Task goal
Gather every line below where "white" appears.
--------
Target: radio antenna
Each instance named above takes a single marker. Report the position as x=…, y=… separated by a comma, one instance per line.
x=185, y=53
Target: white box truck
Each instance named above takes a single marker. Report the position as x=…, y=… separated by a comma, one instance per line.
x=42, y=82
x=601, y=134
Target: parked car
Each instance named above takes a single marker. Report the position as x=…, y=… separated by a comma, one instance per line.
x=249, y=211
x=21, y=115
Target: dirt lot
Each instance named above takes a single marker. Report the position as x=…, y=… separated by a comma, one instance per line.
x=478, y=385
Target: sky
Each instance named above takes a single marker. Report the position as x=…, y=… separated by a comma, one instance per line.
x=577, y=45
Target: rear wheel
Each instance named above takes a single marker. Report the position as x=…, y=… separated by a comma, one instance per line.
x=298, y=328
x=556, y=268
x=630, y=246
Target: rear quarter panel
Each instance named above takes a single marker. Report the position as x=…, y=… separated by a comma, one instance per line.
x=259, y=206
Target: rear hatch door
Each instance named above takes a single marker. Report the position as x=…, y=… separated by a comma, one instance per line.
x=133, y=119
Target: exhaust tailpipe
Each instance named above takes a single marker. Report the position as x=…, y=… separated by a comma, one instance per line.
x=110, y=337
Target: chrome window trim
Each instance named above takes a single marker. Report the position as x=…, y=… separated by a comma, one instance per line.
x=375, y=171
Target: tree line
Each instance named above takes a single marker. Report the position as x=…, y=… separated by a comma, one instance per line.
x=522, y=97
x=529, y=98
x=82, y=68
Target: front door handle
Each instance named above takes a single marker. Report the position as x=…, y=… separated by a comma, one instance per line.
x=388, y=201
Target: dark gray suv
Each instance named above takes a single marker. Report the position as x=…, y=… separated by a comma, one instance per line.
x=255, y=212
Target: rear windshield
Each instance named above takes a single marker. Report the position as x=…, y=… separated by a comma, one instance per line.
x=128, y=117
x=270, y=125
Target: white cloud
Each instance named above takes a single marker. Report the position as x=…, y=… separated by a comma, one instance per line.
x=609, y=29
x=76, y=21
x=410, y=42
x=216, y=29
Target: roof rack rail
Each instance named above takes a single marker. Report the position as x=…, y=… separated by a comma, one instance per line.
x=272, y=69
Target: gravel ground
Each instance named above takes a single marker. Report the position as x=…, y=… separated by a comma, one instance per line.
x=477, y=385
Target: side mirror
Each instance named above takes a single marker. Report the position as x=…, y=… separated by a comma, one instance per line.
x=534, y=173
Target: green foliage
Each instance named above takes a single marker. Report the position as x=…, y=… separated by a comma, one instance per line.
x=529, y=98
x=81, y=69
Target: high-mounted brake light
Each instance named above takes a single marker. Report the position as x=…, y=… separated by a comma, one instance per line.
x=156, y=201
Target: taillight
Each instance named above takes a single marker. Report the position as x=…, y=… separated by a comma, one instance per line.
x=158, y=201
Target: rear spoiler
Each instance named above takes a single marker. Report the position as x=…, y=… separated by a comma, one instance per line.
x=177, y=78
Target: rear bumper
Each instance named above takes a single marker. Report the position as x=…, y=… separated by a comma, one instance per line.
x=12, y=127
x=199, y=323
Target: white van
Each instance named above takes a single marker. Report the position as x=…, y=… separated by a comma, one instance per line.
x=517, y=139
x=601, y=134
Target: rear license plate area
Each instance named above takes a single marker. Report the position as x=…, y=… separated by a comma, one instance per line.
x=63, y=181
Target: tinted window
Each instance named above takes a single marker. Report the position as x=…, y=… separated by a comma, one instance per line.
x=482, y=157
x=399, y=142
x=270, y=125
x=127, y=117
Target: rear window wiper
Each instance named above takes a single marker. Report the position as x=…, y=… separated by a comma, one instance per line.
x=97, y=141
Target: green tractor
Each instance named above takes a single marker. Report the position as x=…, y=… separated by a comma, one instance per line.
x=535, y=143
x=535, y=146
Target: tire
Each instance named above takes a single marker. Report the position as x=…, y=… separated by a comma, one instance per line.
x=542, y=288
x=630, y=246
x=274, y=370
--------
Response to this exercise
Target: white box truck
Target: white cloud
Target: white van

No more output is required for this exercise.